Directions: Report all lines below with the word "house".

[Saved entries]
☆ ☆ ☆ ☆

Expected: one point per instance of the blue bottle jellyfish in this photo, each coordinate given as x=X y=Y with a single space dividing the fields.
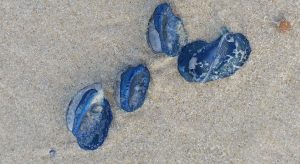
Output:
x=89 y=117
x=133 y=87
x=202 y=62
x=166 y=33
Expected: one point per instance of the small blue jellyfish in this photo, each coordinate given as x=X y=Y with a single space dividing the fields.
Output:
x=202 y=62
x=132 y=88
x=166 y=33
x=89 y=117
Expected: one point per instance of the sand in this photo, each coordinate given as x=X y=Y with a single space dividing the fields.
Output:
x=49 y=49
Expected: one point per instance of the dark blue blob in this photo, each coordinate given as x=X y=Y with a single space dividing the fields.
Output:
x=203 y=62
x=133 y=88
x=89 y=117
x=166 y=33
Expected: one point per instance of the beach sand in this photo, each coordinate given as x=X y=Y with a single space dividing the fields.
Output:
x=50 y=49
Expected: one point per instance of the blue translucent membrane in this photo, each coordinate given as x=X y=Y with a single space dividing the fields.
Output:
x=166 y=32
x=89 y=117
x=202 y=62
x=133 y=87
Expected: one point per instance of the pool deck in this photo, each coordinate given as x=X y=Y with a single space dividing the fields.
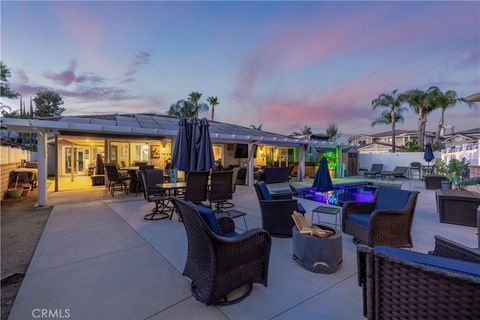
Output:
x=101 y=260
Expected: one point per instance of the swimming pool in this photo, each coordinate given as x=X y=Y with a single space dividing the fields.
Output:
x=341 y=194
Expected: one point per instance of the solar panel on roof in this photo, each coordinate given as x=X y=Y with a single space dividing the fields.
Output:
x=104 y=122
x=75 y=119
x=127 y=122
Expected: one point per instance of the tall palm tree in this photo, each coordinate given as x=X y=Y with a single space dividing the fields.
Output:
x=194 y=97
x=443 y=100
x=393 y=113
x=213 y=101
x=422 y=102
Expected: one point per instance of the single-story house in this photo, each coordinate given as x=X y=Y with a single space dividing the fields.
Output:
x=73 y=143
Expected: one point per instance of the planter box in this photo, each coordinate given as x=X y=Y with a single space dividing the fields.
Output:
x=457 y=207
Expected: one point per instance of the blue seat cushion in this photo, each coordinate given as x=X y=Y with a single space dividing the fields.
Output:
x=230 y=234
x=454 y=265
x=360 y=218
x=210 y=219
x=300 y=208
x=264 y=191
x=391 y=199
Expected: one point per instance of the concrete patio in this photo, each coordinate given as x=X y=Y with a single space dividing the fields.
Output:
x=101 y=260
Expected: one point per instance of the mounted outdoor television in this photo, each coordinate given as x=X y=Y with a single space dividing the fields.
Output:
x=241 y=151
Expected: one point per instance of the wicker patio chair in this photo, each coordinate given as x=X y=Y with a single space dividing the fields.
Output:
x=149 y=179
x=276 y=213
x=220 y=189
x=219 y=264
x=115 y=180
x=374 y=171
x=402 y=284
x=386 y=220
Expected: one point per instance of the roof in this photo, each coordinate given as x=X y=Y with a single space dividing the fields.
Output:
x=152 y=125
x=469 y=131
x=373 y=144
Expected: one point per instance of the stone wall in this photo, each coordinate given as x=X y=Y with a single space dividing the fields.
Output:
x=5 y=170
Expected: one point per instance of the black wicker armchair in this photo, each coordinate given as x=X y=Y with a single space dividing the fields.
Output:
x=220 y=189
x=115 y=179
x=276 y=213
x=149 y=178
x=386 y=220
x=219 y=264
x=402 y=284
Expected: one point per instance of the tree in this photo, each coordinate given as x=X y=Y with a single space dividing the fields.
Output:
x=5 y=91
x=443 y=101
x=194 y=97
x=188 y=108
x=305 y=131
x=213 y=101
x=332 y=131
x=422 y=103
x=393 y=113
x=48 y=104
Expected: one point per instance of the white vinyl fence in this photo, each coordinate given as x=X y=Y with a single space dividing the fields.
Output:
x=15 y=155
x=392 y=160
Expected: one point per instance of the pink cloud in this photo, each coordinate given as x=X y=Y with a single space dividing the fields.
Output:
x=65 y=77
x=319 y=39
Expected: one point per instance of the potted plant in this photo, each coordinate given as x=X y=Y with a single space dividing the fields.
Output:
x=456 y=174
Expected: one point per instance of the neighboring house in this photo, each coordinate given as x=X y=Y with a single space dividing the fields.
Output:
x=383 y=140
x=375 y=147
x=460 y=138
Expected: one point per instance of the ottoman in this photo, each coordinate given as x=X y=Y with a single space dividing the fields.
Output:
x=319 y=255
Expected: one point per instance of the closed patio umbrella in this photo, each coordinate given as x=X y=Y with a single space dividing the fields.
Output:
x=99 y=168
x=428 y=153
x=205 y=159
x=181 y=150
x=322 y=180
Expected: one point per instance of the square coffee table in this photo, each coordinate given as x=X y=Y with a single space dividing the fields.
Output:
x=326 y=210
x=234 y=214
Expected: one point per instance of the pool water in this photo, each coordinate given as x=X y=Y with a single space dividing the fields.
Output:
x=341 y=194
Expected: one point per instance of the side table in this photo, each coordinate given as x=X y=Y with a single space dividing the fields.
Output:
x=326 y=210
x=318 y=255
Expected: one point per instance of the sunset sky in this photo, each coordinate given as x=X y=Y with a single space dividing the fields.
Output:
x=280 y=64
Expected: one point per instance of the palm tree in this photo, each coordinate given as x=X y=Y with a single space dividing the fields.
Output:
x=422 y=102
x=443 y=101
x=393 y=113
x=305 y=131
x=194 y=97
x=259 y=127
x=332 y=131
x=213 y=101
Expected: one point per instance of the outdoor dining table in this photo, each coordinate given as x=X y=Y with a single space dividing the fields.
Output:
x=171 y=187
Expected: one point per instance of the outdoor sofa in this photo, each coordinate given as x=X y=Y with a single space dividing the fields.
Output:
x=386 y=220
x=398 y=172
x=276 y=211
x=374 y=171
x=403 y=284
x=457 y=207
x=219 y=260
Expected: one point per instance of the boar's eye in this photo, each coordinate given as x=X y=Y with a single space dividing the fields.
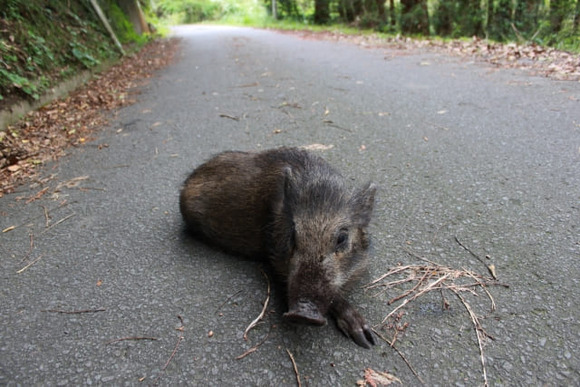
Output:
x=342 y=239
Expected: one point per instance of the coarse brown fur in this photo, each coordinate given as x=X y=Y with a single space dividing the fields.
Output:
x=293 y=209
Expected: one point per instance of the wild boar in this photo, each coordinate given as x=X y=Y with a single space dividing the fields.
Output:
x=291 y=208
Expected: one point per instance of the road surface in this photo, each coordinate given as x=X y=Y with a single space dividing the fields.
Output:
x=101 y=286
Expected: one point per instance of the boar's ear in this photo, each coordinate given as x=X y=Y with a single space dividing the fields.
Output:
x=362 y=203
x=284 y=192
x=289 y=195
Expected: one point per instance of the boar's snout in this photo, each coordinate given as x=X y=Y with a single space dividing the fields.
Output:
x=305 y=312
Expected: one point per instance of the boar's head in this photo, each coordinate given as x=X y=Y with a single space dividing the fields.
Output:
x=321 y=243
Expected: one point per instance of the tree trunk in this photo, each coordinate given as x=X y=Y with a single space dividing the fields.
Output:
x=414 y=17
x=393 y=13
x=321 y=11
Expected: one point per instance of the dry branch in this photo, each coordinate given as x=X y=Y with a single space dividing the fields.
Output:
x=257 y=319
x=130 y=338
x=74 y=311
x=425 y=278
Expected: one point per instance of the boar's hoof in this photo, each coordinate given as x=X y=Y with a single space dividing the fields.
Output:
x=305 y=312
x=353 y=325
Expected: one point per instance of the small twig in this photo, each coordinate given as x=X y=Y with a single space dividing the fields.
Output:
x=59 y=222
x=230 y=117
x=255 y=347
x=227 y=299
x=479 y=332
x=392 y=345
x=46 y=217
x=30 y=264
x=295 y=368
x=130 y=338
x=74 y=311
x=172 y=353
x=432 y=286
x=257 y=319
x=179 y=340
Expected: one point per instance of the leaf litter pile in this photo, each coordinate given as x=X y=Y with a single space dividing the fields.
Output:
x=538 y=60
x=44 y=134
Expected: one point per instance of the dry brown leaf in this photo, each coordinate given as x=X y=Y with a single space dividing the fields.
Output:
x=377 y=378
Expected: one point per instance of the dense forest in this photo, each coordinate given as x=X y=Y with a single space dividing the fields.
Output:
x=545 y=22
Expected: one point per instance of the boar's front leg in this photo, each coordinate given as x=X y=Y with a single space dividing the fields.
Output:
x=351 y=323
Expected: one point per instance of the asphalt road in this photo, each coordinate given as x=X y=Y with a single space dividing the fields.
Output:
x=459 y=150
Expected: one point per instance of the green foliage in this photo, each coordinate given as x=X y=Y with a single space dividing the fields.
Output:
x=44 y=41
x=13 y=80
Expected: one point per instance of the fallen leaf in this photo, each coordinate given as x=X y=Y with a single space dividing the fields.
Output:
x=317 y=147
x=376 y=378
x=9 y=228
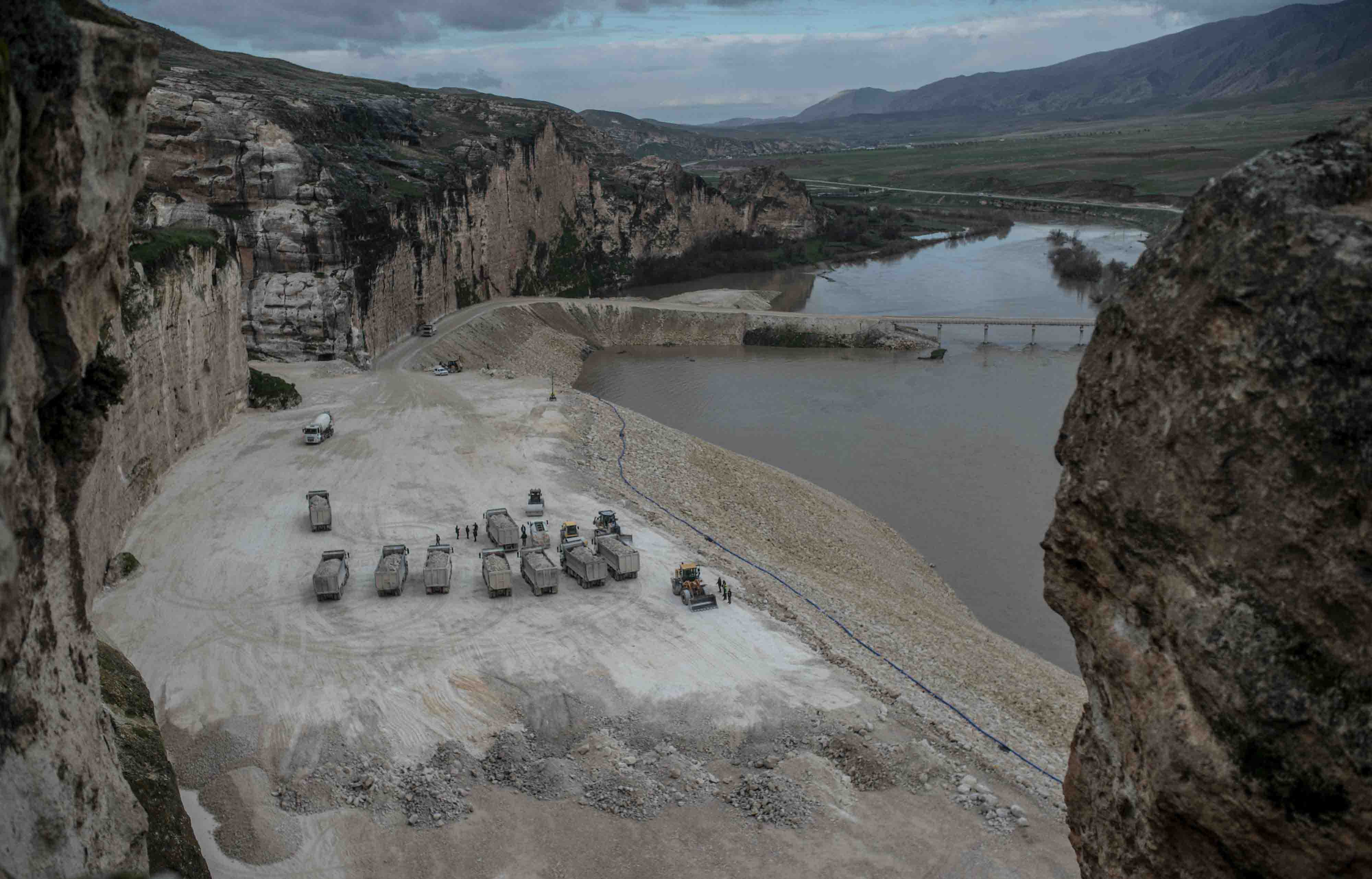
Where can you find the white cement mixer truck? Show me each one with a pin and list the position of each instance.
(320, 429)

☆ ☆ ☆ ☆

Problem solution:
Expected: one point per instance of the single-story house in this photo, each coordinate given as x=X y=Y with a single space dividing the fields.
Expected: one point per instance of the neighboring house in this photo, each coordinate given as x=X y=Y with a single space dividing the fields.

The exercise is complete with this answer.